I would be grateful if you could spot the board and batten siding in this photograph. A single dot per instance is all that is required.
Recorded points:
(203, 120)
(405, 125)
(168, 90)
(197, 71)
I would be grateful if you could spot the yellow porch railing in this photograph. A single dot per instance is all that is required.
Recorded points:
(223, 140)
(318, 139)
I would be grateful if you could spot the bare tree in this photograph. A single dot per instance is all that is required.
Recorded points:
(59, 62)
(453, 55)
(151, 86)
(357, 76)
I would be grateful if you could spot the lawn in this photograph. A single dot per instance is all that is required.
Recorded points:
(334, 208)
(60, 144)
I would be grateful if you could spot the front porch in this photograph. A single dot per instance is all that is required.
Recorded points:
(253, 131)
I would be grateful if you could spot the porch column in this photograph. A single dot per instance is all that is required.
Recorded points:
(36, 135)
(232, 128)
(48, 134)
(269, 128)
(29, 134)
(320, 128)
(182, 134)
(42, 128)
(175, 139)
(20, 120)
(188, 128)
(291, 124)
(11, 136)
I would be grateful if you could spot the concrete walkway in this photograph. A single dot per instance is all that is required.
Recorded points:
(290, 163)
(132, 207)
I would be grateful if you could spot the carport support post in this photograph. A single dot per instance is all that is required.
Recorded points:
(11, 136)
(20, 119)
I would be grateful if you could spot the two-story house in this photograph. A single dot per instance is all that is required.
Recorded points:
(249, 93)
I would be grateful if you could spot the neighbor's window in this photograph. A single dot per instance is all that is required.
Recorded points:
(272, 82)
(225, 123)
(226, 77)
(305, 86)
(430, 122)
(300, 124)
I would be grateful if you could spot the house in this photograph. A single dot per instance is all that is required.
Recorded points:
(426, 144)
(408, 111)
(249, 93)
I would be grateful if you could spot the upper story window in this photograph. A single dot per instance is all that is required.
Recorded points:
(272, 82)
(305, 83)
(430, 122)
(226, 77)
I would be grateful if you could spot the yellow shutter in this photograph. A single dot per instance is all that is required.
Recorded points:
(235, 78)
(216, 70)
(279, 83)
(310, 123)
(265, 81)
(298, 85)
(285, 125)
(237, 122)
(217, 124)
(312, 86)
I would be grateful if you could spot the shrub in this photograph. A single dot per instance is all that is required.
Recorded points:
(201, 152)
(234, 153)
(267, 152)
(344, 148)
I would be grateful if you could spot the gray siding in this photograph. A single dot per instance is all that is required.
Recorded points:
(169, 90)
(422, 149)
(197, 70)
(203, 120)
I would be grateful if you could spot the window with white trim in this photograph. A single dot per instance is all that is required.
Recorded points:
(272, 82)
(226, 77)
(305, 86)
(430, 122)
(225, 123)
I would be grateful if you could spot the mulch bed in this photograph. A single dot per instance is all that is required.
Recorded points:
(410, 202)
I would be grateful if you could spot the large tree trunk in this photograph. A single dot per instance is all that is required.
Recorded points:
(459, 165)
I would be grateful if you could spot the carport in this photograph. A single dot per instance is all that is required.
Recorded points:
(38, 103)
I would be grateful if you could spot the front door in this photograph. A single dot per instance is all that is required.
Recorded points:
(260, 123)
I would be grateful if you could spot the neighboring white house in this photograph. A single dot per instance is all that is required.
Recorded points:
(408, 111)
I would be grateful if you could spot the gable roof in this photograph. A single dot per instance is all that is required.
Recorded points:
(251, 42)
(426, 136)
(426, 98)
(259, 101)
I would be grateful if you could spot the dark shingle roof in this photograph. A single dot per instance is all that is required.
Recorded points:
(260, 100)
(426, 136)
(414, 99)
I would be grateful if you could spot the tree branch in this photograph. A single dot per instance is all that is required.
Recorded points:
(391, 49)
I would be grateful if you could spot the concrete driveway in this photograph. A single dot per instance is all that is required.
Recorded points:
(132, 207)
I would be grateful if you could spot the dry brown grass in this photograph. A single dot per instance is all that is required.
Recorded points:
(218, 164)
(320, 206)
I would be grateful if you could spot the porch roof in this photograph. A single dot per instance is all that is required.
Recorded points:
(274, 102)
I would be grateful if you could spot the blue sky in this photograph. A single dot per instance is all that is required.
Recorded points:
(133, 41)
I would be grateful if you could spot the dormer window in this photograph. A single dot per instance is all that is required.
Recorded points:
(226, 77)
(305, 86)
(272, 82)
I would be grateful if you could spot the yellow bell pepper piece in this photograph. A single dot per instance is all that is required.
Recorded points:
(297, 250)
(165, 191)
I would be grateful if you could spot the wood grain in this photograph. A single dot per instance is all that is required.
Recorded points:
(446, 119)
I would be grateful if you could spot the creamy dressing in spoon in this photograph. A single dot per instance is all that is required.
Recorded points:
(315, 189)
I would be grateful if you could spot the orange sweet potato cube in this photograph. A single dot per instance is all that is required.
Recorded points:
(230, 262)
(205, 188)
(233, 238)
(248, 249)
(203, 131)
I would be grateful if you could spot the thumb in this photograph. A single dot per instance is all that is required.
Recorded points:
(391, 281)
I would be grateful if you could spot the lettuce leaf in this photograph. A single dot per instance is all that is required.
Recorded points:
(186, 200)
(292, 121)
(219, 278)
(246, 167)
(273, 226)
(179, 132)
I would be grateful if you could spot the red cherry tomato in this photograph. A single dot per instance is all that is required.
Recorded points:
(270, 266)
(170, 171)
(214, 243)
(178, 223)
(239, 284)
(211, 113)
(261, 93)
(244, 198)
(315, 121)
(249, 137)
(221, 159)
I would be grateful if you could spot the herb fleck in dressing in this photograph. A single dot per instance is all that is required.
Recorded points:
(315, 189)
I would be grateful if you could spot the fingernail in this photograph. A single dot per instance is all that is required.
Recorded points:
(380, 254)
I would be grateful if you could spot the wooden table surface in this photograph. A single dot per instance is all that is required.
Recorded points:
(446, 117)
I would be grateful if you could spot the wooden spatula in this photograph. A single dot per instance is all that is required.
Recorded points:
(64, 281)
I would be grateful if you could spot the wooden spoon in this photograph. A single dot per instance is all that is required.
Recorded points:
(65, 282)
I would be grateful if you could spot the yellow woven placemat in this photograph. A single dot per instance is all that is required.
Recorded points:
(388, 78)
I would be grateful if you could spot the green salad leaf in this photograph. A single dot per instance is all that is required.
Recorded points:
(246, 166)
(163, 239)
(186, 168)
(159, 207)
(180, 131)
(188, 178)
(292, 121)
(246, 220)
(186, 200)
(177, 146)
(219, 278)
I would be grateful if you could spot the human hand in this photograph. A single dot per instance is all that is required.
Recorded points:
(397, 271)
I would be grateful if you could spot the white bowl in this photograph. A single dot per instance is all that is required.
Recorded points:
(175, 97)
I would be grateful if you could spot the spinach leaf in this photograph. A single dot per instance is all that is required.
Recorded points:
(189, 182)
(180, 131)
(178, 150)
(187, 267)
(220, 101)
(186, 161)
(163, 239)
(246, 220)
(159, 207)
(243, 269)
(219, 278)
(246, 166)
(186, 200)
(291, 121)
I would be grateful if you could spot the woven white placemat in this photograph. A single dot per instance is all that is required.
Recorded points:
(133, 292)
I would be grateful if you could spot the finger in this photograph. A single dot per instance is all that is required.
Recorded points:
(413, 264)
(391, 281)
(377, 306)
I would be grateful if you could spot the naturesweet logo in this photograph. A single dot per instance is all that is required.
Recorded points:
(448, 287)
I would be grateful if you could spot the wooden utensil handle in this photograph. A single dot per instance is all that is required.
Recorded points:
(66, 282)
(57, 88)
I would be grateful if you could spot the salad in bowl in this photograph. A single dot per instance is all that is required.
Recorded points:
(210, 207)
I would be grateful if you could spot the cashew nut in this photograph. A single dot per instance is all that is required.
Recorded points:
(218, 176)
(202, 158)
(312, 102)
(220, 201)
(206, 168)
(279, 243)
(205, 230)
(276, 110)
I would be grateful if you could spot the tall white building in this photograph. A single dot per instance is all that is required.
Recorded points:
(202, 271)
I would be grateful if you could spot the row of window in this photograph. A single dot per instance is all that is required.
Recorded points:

[Task requirements] Copy out each line of the records that holds the string "woven".

[Response area]
I would be grateful if you could spot the yellow woven placemat in this photograph. A single dot per instance is all that is required.
I would be grateful if you could spot the woven white placemat in this photograph. A single dot per instance is all that is required.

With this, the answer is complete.